Only those lines from the one with "Where can you find the white" through the last line of the material below should be output, each exactly as it appears.

## [INPUT DATA]
....................

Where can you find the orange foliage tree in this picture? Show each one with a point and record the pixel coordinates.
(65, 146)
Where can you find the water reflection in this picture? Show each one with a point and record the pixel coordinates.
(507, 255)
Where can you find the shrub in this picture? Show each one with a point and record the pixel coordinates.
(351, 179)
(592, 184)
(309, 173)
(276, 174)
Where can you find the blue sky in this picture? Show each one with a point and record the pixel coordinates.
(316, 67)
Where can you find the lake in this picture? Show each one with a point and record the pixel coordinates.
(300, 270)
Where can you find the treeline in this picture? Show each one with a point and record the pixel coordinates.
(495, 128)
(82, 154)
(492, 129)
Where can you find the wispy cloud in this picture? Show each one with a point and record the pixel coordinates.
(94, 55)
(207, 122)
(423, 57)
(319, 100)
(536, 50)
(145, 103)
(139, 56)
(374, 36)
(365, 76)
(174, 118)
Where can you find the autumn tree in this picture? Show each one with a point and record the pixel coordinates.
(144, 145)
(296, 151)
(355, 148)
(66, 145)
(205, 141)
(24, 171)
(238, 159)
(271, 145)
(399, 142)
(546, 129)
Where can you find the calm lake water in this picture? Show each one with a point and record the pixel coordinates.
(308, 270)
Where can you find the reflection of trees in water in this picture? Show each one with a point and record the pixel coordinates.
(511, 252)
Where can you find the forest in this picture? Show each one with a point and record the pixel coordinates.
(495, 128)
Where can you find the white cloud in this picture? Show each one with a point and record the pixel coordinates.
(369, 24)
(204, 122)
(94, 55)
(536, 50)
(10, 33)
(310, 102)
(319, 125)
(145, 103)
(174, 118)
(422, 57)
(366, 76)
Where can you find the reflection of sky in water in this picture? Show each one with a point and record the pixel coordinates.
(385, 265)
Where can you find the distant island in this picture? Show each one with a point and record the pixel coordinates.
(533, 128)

....................

## [RESULT OF THIS TASK]
Where can you find the white cloud in this picture? Show each one with a point and record the pixel coordinates.
(369, 24)
(204, 122)
(94, 55)
(536, 50)
(10, 33)
(310, 102)
(319, 125)
(145, 103)
(174, 118)
(422, 57)
(366, 76)
Where can you find the reflection of sky in water in this picture? Show each one with a point and record the pixel coordinates.
(385, 265)
Where can you find the distant island in this picture? Show each one with a point and record the pixel coordinates.
(533, 128)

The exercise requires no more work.